▶ **TRECHO**:
▶

Palavras-chave: hanseníase,
epidemiologia, prevenção e controle, atenção secundária à saúde.
Abstract
Sociodemographic and clinical characteristics of leprosy: a population study
Introduction: Despite the reduction in the prevalence and detection coefficients of
new cases, leprosy is still public health problem in Brazil. Aim: To describe the sociodemographic
and clinical profile of patients with leprosy; and to verify the association
between its clinical characteristics according to the years 2009 to 2014. Methods: Descriptive, retrospective,
population and documentary study, with a quantitative delineation developed
from 2009 to 2014 in reference center in João
Pessoa/PB. This study involved 414 medical records, using structured form for
data collection contemplating sociodemographic and
clinical variables and simplified neurological evaluation in diagnosis and
discharge. Results: We observed a
predominance of men (58.7%), age group 31-45 years (27.8%), low schooling
(65.9%), multibacillary type (60.6%), dimorphous 35%), degree of disability (59.4%), impaired
feet (37.2%) and no affected nerves (52.4%). From 2009 to 2014, there was
significant difference for the degree of disability (p = 0.038), with an increase
of cases diagnosed with grade 0; to the body eye site (p = 0.004) and hand (p =
0.003) with decrease of its involvement; and for the nerves (p = 0.020) with
increase of individuals without affected nerves. Conclusion: The results indicate that although leprosy remains
active in the studied region, care strategy has been satisfactory.
Key-words: leprosy,
epidemiology, prevention and control, secondary care.

◀

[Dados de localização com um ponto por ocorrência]
▶

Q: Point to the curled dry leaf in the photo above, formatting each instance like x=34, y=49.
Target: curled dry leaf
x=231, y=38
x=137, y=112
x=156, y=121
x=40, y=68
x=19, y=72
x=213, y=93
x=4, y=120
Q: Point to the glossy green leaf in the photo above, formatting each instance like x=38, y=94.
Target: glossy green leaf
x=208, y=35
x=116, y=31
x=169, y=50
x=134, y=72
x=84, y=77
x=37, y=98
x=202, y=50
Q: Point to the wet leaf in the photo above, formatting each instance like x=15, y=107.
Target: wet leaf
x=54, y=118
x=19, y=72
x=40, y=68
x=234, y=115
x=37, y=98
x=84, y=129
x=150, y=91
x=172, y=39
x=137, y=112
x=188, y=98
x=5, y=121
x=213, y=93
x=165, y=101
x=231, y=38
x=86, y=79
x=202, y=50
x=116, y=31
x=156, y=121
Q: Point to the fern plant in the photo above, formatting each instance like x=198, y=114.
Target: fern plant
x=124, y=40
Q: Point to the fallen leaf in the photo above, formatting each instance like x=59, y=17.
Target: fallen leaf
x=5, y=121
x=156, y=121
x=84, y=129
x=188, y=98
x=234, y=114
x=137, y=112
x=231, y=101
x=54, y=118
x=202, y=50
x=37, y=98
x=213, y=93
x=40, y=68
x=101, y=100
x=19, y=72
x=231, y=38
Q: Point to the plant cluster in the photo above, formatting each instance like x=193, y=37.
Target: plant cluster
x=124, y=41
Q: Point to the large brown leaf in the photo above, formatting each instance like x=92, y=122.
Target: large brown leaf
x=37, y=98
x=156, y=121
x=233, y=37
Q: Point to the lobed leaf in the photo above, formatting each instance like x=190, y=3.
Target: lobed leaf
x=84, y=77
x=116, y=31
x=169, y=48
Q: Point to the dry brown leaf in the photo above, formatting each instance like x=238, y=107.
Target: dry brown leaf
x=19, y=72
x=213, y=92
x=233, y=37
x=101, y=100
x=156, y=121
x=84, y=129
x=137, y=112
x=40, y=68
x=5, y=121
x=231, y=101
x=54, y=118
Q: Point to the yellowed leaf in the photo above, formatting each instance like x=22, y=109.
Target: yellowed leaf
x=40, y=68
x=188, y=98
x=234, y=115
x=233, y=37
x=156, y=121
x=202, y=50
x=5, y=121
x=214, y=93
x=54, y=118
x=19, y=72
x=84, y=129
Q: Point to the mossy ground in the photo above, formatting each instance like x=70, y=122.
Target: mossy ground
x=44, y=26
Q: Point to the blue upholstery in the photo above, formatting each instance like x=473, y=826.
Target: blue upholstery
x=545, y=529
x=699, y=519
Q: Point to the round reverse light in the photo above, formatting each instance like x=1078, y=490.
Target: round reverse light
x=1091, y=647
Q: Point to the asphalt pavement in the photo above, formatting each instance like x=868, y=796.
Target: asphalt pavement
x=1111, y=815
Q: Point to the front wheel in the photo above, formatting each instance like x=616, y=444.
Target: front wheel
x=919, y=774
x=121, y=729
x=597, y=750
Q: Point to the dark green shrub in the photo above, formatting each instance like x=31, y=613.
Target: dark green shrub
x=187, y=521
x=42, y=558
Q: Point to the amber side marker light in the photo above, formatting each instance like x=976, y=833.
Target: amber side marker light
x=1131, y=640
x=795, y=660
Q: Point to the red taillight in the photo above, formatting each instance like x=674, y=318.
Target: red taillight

◀

▶ **INSTRUÇÃO DE TRABALHO A**: Traduza para o português a seguinte frase do trecho sobre hanseníase: "This study involved 414 medical records, using structured form for data collection contemplating sociodemographic and clinical variables and simplified neurological evaluation in diagnosis and discharge."
▶ **INSTRUÇÃO DE TRABALHO B**: Diga se cada afirmação concorda com o trecho sobre hanseníase, respondendo sim ou não e citando as palavras do trecho que decidem a resposta: (i) Houve predomínio de homens entre os pacientes. (ii) O estudo analisou mais de 500 prontuários. (iii) O acometimento dos olhos aumentou de 2009 a 2014.

▶ **RESULTADO DA TAREFA A**: Este estudo envolveu 414 prontuários, usando um formulário estruturado para a coleta de dados que contemplava variáveis sociodemográficas e clínicas e a avaliação neurológica simplificada no diagnóstico e na alta.

▶ **RESULTADO DA TAREFA B**:
(i) Sim: "We observed a predominance of men (58.7%)".
(ii) Não: "This study involved 414 medical records".
(iii) Não: "to the body eye site (p = 0.004) and hand (p = 0.003) with decrease of its involvement".